* Given passage *

"""

An FE-SEM image of the TiO₂ layer is displayed in Fig. 5. TiO₂ paste prepared by sol-gel combustion method was coated with a thickness of 10 μm on a glass by Dr. Blade method, followed by a heat treatment at 450°C for 30 min. The sample has a sponge-like texture with numerous small pores. As shown in Fig. 5, the nanoporous TiO₂ layer consists of uniform particles in the range of 30~50 nm size. Average particles size and BET analysis results are summarized in Table 2. The pore diameter was controlled by annealing temperature. After annealing treatment, the mean particle diameter increases from 50nm for 550°C to 150°C for 700°C, a significant change occurring between 550 and 700°C. Mean pore size is found to be 30~35 nm for 550°C. The FE-SEM photograph of the porous TiO₂ films exhibited a fractured appearance as shown in Fig. 5. The fracturing of the TiO₂ surface is often caused by contraction and stress under drying (Byrne et al, 1998). It thus seems that the fracturing occurred during the annealing process due to the different thermal coefficients of expansion of the TiO₂ and Ti layers.

Table. 1. BET surface area, pore volume, pore size and particle diameter of the nanoporous TiO₂ sample.

BET (m2/g )	Total pore volume (cm3/g)	Mean pore diameter (nm)	Mean particles diameter (nm)
200~250	0.25~0.35	20~30	50~80

Figure 6(a) and 6(b) show the XPS of Ti_2p and O_1s on the surface of TiO₂/Ti film, respectively. Ti_2p peak at the binding energy of 457 eV is sharp and strong, indicating that the Ti element mainly existed as the chemical state of Ti+ (Rahman et al, 1999). The O_1s peak at the binding energy of 530 eV is somewhat asymmetric, the left side was wider than the right as show Fig. 6(b), indicating that at least three kinds of oxygen peaks correspond to 530, 532 and 533 eV, respectively were exist in the near surface region by resolving XPS curve. The peak at 530 eV was due to oxygen in the TiO₂ crystal lattice, the second peak at 532 eV was due to surface hydroxyl, and the other peak at 533 eV was due to physically adsorbed oxygen (Zili et al, 1999). The atom ratio of Ti to crystal lattice oxygen was about 1:1.8, which was caused by some oxygen deficiencies in the surface region.

"""

* Given data *
"""

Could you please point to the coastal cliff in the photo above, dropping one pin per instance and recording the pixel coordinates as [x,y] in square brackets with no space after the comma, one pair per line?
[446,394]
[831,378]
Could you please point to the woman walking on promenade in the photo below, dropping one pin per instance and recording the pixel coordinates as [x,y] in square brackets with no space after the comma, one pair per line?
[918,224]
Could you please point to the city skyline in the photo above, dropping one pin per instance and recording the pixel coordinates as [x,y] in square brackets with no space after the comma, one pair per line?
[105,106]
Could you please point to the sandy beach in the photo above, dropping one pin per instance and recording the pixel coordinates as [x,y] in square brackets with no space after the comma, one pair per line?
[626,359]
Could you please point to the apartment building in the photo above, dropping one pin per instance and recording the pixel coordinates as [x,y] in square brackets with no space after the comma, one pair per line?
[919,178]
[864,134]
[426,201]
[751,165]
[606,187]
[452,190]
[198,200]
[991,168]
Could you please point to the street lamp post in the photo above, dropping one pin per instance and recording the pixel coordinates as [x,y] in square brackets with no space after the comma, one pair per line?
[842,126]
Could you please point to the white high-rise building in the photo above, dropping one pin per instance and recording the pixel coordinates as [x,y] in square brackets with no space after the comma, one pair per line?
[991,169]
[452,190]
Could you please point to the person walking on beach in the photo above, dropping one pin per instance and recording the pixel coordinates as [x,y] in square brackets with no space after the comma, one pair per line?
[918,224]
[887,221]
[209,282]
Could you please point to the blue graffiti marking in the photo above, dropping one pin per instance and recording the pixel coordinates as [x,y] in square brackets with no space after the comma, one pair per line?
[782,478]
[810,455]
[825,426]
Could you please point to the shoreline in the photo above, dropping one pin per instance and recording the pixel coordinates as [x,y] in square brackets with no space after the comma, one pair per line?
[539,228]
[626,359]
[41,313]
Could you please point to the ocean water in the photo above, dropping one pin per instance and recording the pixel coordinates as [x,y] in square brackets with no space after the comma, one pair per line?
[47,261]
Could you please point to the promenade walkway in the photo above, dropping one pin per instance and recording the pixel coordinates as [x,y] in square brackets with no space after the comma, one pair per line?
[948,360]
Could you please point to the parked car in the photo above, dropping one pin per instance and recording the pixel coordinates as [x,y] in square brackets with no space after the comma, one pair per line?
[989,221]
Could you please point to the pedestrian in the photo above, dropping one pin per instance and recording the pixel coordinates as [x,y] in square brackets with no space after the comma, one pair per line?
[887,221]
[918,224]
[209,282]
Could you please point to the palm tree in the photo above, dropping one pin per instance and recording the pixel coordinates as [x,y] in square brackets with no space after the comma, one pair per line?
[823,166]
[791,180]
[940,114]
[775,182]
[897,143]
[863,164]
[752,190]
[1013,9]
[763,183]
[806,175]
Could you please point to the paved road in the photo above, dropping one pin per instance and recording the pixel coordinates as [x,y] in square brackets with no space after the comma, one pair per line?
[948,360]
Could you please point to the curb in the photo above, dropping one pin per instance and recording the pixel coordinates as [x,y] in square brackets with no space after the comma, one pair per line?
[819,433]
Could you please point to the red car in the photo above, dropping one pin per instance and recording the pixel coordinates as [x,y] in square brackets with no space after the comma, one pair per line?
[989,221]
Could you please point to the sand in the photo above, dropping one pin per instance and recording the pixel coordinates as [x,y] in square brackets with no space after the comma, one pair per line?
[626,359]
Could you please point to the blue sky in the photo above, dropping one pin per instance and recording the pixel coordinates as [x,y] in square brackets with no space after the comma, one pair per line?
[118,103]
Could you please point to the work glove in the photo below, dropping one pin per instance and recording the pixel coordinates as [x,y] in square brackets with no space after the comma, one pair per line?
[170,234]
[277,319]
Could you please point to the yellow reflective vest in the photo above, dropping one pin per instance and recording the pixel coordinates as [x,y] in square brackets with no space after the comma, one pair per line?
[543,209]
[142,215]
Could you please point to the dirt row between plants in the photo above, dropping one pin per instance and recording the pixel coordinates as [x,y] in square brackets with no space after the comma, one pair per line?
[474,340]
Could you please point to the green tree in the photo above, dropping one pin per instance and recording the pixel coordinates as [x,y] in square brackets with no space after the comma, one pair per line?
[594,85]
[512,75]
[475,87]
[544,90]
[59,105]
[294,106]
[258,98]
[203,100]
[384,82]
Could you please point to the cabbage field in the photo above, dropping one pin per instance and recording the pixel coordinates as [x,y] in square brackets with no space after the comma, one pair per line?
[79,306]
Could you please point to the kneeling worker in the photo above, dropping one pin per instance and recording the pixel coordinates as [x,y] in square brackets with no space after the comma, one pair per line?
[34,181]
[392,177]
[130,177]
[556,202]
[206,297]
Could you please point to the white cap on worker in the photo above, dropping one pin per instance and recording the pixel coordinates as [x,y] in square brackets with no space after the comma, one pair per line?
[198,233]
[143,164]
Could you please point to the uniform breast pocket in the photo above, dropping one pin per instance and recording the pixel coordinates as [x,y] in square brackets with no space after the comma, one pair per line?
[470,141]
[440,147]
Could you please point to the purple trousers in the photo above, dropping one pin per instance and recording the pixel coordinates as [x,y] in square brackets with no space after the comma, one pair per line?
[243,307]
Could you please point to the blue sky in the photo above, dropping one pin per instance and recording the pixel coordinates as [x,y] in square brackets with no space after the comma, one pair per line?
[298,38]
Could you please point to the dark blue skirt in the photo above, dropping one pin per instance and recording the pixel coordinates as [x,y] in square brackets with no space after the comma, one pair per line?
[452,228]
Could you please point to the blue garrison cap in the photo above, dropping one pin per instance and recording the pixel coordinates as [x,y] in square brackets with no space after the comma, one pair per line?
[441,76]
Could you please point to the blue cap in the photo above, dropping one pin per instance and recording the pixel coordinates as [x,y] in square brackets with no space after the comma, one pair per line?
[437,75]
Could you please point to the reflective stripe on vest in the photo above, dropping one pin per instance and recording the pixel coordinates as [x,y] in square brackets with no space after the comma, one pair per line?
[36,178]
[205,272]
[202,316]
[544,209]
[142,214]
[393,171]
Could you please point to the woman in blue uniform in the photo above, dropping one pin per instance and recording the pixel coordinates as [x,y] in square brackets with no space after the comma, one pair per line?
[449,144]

"""

* Brief *
Reproduce the part of the TiO₂ layer text starting with "Figure 6(a) and" and going on through "the surface region.". The records are separate material, apart from the TiO₂ layer text.

* Response to this task *
Figure 6(a) and 6(b) show the XPS of Ti_2p and O_1s on the surface of TiO₂/Ti film, respectively. Ti_2p peak at the binding energy of 457 eV is sharp and strong, indicating that the Ti element mainly existed as the chemical state of Ti+ (Rahman et al, 1999). The O_1s peak at the binding energy of 530 eV is somewhat asymmetric, the left side was wider than the right as show Fig. 6(b), indicating that at least three kinds of oxygen peaks correspond to 530, 532 and 533 eV, respectively were exist in the near surface region by resolving XPS curve. The peak at 530 eV was due to oxygen in the TiO₂ crystal lattice, the second peak at 532 eV was due to surface hydroxyl, and the other peak at 533 eV was due to physically adsorbed oxygen (Zili et al, 1999). The atom ratio of Ti to crystal lattice oxygen was about 1:1.8, which was caused by some oxygen deficiencies in the surface region.